* INFORMATION PROVIDED
▶
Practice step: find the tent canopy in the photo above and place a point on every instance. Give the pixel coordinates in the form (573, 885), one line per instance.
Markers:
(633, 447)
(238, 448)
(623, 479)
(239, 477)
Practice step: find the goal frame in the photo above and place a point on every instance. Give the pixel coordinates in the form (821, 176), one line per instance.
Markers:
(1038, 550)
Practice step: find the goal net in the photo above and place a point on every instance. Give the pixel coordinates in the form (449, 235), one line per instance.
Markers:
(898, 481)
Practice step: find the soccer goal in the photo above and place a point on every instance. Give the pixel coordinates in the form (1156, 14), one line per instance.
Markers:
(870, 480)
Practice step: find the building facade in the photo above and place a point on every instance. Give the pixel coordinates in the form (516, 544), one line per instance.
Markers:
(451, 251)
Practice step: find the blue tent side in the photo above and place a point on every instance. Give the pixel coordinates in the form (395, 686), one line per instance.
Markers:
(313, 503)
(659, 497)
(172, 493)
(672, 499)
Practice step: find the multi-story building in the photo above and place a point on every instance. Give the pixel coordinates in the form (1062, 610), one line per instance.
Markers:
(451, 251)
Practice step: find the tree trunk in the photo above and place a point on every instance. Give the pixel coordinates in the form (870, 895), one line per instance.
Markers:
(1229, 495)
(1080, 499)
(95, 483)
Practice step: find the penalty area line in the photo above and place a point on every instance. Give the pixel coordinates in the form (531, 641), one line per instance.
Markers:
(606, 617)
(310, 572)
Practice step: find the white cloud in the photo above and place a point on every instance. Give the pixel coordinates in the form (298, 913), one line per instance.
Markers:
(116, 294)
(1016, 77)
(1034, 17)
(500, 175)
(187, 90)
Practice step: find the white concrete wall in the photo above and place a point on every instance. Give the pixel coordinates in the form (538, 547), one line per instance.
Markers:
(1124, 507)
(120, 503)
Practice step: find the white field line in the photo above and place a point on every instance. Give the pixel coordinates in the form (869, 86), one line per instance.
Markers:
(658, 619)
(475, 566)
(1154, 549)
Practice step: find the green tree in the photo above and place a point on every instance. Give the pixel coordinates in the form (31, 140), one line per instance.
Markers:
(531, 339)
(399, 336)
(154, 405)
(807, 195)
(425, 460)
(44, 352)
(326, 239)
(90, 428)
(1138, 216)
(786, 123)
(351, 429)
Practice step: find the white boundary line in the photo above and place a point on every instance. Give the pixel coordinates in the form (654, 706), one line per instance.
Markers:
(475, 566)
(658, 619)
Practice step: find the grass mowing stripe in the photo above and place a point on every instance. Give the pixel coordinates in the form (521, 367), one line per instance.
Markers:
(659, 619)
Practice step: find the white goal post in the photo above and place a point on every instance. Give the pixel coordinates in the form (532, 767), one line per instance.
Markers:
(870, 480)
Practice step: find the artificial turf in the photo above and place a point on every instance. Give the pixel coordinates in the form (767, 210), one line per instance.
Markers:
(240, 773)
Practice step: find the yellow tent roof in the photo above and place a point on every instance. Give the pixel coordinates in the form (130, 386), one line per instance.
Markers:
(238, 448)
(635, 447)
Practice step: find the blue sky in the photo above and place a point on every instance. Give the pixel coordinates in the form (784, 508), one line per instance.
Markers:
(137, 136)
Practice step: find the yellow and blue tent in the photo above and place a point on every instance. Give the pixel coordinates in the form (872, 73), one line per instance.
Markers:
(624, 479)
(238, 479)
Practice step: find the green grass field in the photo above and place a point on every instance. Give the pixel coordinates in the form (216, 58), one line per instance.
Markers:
◀
Every line above that contains "tent" counts once. Give the number of those lines and nothing more.

* ANSWER SECTION
4